• Provided passage:
= = = = =

While living and working in the US, Deeley hosted 15 seasons of Fox’s hit show So You Think You Can Dance, garnering five Emmy nominations and earning an estimated £15 million fortune.
She returned to the UK in early 2020 with her comedian husband Patrick Kielty and their sons Milo, five, and James, two. The decision to move home was largely prompted by a desire to spend more time with family and the fact that Milo was approaching school age.
Their plan was to get Milo settled into his new school and then spend their summer holidays back in LA where Deeley would film the next series of So You Think You Can Dance.
“We moved heaven and earth,” she recalls. “I flew here with the dog. I left her with my brother. I found a flat with a big garden because they needed to have space. I flew back [to LA] and we packed up the house.
"Then we brought the kids here. Milo started school and he loved it. We were high-fiving and saying, ‘We have got this, we have managed to do it’. Then the global pandemic hit. Just when you think you have everything completely sorted, the whole thing goes topsy turvy.”

= = = = =

(Extracted records)
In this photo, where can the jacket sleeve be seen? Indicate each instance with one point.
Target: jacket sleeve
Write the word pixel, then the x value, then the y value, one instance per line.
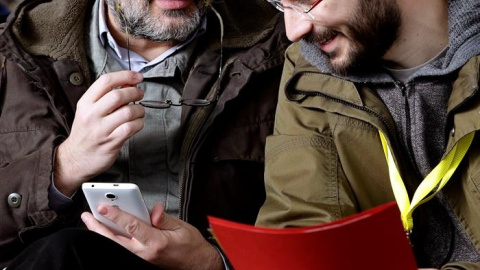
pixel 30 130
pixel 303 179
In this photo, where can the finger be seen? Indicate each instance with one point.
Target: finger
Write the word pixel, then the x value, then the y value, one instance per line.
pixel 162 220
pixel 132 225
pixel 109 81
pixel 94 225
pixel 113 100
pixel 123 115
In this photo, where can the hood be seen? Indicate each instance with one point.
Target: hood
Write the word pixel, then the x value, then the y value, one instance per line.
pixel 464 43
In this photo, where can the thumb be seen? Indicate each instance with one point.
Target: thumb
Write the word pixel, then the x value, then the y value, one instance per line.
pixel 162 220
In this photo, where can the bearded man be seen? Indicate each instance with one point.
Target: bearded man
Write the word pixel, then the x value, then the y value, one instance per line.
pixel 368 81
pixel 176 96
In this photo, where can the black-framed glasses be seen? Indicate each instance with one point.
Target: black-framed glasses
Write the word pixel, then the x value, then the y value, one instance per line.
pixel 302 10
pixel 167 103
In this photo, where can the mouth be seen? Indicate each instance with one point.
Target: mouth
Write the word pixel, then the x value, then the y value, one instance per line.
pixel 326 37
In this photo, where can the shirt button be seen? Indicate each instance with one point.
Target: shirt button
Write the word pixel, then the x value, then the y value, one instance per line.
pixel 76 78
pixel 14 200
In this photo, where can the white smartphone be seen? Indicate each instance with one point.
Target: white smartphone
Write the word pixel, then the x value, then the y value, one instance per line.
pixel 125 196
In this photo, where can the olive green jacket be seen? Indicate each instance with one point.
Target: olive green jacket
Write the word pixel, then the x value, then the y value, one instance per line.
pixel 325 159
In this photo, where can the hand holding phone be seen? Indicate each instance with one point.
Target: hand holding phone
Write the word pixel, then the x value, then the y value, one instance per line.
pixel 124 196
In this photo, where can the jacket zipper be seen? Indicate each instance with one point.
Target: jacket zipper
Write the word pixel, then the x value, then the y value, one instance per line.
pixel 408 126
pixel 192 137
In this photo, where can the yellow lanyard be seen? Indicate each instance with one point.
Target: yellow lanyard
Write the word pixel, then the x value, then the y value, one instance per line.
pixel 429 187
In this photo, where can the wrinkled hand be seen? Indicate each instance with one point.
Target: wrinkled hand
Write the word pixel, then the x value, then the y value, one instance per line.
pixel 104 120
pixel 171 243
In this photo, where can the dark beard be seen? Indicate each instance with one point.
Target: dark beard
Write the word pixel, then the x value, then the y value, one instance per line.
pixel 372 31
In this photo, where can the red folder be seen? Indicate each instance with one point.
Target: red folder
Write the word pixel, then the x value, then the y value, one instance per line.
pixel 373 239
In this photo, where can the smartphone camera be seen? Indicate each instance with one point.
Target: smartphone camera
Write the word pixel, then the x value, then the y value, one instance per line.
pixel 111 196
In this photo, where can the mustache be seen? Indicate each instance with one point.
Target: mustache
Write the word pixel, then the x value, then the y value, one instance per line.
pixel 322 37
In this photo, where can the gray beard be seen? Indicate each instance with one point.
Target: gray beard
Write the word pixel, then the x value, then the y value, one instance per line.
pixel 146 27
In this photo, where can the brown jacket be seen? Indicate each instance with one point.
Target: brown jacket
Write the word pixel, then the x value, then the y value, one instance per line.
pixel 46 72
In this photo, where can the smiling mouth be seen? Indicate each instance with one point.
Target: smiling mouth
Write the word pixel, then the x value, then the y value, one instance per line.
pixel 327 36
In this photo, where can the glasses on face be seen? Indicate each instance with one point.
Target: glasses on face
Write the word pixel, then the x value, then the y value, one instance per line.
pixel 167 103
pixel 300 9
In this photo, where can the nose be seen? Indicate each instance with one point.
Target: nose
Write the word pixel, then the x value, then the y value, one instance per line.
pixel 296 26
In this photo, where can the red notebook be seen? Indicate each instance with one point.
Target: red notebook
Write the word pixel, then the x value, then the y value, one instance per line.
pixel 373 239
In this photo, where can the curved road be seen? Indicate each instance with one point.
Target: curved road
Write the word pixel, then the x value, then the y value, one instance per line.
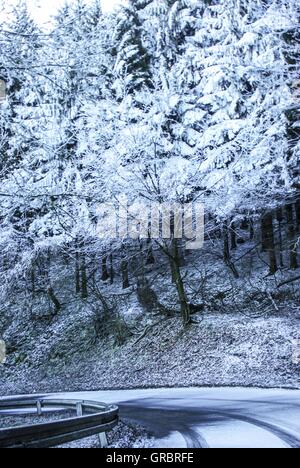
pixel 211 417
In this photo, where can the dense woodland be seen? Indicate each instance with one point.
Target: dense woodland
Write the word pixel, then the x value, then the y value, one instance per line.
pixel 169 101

= = = = =

• Tasks to carry out:
[a] According to the passage about Deeley's return to the UK, why did she and her family decide to move home?
[b] Write the next part of the passage about Deeley's return to the UK, starting after its final sentence.
These records were taken from a different source than the text.

• Outputs for the tasks:
[a] The move was mostly driven by a wish to spend more time with family. Another reason was that their son Milo was nearing school age.

[b]
Deeley was filming when the first lockdown loomed last year. “In the March, I flew back to LA to do a show for Disney and then everything started shutting down. I flew back [to the UK] because I was frightened that they were going to shut all the borders.”
While perhaps not the homecoming she had envisaged, Deeley is sanguine. “We love being back here because of friends and family,” she says. “You have such a small window when the kids want to hang out with the grandparents and everybody wants to hang out together.
"I will never get those moments back if we don’t do something about it now. There are certain things I miss. I love being on the beach, the palm trees and sunshine – all of that kind of stuff.”
Their new base, so far, is shaping up nicely. “Britain takes some serious beating in the summertime when the sun is shining and the blossom is all out,” she enthuses. “Because you don’t really have seasons so much in LA.”
Deeley is philosophical about the pandemic upheaval and sees it as serendipity that a temporary freeing up of her schedule has allowed more time to focus and be hands-on with her knitwear collection than might have been the case otherwise.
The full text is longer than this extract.